*PAGE TEXT*.

◆ ◆ ◆ ◆

Making History Manifest: Photography in the Archives
A Zoom Presentation by Photographer & Scholar Wendel White
(with response and Q&A from Ousmane Power-Greene)
A Zoom Presentation by Photographer & Scholar Wendel White
(with response and Q&A from Ousmane Power-Greene)
Co-sponsored by the David Ruggles Center and A.P.E. Gallery
Wendel White, Afro-American Sentinel, 1899,
Great Plain Black History Museum, Omaha, NE. Pigment inkjet print, from the series Manifest. |
Throughout his career, photographer and scholar Wendel White has sought to “excavate Black history through material culture” by exploring the history and lived experience of African American communities through objects, images, and documents found in archives and historical collections.

◆ ◆ ◆ ◆

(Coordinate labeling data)

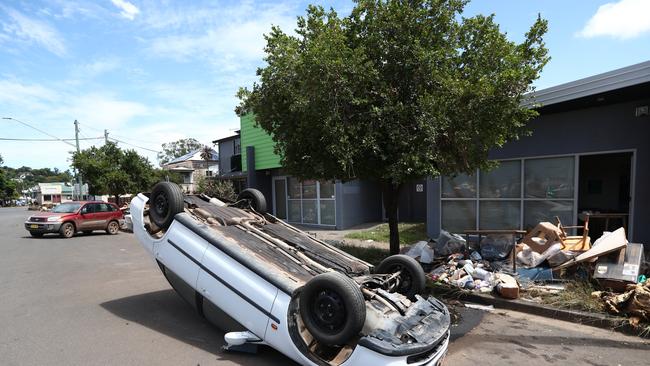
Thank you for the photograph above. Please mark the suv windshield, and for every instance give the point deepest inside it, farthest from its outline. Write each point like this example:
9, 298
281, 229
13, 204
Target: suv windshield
69, 207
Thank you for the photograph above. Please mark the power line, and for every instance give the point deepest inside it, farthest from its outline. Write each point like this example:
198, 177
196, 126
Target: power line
44, 140
39, 130
139, 147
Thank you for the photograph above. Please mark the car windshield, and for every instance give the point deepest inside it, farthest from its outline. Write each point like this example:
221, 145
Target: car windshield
69, 207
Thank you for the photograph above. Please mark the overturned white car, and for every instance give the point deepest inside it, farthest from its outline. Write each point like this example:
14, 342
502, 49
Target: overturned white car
280, 287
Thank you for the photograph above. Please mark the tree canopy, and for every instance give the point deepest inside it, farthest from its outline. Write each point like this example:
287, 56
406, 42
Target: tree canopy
110, 170
393, 92
176, 149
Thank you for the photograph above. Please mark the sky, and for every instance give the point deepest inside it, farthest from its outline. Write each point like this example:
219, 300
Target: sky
151, 72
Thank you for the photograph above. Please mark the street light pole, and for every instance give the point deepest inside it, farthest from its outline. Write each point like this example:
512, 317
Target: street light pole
76, 137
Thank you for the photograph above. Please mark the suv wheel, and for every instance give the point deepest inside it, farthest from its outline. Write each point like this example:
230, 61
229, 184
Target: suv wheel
67, 230
113, 227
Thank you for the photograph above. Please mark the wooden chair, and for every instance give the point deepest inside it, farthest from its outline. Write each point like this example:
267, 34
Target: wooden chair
579, 243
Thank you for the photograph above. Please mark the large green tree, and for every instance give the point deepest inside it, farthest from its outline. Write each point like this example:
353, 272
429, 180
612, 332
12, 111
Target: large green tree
396, 91
110, 170
176, 149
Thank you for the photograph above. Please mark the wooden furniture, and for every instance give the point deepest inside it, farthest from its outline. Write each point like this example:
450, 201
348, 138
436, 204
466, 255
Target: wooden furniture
578, 243
516, 236
607, 217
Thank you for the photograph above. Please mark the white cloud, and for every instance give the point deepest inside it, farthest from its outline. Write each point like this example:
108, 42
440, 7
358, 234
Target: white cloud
623, 19
226, 37
23, 28
127, 9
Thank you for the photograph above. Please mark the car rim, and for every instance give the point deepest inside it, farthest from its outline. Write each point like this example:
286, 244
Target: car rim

◆ ◆ ◆ ◆

*TASK REQUIREMENTS*.
• 1. Name each organization or institution mentioned in the announcement for Wendel White's Zoom presentation.
• 2. Continue the announcement for Wendel White's Zoom presentation on photography in the archives, starting after its last sentence.

*ANSWER SET*.
• 1.
David Ruggles Center
A.P.E. Gallery
Great Plain Black History Museum

• 2.
During March 2023, White will be one of three artists featured in After Archives, a contemporary art exhibition curated by Amy Halliday at Northampton's A.P.E. Gallery. In this presentation, White will discuss the role of archives and museum collections in his own work (and particularly in the ongoing project, Manifest), his interest in examining the impulses and motivations to preserve history and record memory, and his belief that remnants of material culture are imbued with the power to help challenge our preconceived ideas. Clark University Associate Professor of History, Ousmane Power-Greene, will respond to Wendel White's presentation, and lead a brief Q&A. |
“The ability of objects to transcend lives, centuries, and millennia suggests a remarkable mechanism for folding time, bringing the past and the present into a shared space that is uniquely suited to artistic exploration. These artifacts are the forensic evidence of Black life and events in the United States.”
Co-sponsored by the David Ruggles Center and A.P. E Gallery. This presentation is part of the After Archives exhibition at A.P.E. Gallery, 126 Main Street, Northampton (March 3-30, 2023), which was made possible in part through support from the Massachusetts Cultural Council.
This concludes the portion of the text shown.